Records from a collection:
^^^^^^^^
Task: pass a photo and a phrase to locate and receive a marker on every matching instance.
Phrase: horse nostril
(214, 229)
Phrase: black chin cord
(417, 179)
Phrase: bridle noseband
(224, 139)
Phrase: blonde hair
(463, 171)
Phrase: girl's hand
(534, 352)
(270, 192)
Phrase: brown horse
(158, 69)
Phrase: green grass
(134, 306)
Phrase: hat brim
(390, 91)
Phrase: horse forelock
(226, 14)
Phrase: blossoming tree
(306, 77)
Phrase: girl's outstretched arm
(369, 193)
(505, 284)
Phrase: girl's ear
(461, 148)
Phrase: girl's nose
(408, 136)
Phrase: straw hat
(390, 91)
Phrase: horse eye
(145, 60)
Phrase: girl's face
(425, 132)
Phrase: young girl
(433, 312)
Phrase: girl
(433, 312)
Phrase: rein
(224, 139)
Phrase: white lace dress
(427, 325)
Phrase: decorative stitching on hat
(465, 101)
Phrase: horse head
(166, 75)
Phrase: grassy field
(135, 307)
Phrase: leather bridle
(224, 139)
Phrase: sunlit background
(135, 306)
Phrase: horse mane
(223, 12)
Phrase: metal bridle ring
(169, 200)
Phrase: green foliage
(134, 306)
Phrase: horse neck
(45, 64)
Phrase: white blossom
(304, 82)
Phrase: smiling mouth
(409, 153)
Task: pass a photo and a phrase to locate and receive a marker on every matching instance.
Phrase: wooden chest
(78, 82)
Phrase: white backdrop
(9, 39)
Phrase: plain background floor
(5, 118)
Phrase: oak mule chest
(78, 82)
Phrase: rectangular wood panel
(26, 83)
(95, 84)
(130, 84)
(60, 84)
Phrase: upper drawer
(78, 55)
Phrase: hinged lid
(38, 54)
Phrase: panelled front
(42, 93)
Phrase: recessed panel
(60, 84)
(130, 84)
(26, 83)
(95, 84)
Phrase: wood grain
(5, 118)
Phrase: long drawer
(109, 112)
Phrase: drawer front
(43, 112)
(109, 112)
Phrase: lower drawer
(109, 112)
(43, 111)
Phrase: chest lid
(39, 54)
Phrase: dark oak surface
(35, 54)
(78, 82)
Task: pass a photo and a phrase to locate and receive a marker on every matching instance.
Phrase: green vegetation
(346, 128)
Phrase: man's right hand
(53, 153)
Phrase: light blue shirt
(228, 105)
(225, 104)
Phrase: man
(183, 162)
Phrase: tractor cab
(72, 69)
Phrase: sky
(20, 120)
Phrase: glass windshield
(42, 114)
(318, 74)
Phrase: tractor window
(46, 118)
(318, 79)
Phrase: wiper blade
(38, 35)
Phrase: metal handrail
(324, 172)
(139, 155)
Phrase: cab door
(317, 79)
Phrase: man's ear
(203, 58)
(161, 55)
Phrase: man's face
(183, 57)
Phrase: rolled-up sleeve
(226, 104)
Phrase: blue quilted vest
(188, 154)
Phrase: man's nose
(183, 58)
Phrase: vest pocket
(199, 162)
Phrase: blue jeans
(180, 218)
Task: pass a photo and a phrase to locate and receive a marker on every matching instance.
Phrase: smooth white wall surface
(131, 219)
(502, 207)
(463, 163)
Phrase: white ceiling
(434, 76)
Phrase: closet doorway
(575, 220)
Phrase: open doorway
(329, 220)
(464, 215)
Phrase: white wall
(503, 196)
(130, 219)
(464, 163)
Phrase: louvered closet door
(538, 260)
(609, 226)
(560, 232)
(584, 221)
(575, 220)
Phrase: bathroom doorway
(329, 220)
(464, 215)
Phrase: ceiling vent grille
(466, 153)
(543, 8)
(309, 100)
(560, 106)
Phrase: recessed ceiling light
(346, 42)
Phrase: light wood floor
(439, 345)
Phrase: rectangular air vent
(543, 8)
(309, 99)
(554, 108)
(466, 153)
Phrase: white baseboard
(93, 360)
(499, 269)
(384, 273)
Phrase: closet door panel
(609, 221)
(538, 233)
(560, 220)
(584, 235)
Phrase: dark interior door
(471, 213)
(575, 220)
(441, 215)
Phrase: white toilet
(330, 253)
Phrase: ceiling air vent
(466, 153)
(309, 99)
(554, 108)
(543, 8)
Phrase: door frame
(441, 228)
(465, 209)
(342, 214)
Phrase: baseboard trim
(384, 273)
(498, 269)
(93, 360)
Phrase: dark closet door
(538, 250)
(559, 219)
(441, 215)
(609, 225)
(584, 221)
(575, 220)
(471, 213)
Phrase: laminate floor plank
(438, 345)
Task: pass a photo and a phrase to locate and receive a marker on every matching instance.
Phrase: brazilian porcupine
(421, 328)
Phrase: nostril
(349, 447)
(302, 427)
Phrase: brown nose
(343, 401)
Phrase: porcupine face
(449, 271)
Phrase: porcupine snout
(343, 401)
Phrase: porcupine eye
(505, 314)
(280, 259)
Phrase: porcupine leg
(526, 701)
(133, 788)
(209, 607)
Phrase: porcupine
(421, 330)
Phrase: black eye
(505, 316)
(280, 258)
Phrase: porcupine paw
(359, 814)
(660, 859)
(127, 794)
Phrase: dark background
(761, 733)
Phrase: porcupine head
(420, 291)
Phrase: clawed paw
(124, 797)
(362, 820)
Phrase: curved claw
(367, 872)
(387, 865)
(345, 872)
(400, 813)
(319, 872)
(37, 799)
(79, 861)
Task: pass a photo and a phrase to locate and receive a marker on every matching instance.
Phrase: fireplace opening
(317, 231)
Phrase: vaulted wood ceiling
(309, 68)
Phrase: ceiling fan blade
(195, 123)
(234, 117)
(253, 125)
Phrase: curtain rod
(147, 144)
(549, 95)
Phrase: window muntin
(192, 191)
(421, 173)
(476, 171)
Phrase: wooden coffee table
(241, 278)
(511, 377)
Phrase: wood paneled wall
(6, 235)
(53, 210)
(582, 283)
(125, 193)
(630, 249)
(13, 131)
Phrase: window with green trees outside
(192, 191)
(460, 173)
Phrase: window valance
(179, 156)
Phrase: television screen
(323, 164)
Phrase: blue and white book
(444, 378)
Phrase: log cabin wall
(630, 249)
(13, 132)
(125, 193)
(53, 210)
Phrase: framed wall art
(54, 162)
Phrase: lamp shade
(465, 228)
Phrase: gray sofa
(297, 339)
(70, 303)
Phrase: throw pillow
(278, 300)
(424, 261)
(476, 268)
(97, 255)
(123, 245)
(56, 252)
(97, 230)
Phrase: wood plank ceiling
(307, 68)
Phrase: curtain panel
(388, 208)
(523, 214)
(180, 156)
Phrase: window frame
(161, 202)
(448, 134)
^^^^^^^^
Each line from the one that holds "Phrase: curved claw" to the end of the records above should be transcribed exactly, both ends included.

(Answer to the exercise):
Phrase: curved claw
(367, 872)
(387, 865)
(345, 872)
(400, 813)
(319, 872)
(37, 799)
(79, 861)
Task: pass a photo and a phrase to locate and receive a marker on every matching instance.
Phrase: fireplace opening
(317, 231)
Phrase: vaulted wood ceiling
(309, 68)
Phrase: ceiling fan blade
(195, 123)
(234, 117)
(253, 125)
Phrase: curtain rod
(147, 144)
(549, 95)
Phrase: window muntin
(192, 191)
(421, 173)
(476, 171)
Phrase: wooden coffee table
(241, 278)
(511, 377)
Phrase: wood paneled wall
(6, 235)
(53, 210)
(582, 283)
(125, 193)
(630, 249)
(13, 131)
Phrase: window with green trees outside
(192, 191)
(460, 173)
Phrase: window valance
(179, 156)
Phrase: television screen
(323, 164)
Phrase: blue and white book
(444, 378)
Phrase: log cabin wall
(630, 249)
(13, 132)
(125, 193)
(53, 210)
Phrase: framed wall art
(54, 162)
Phrase: lamp shade
(465, 228)
Phrase: gray sofa
(297, 339)
(70, 303)
Phrase: throw pillow
(278, 300)
(424, 261)
(476, 268)
(97, 255)
(123, 245)
(56, 252)
(97, 230)
Phrase: wood plank ceiling
(307, 68)
Phrase: curtain panel
(388, 208)
(523, 214)
(180, 156)
Phrase: window frame
(161, 202)
(448, 134)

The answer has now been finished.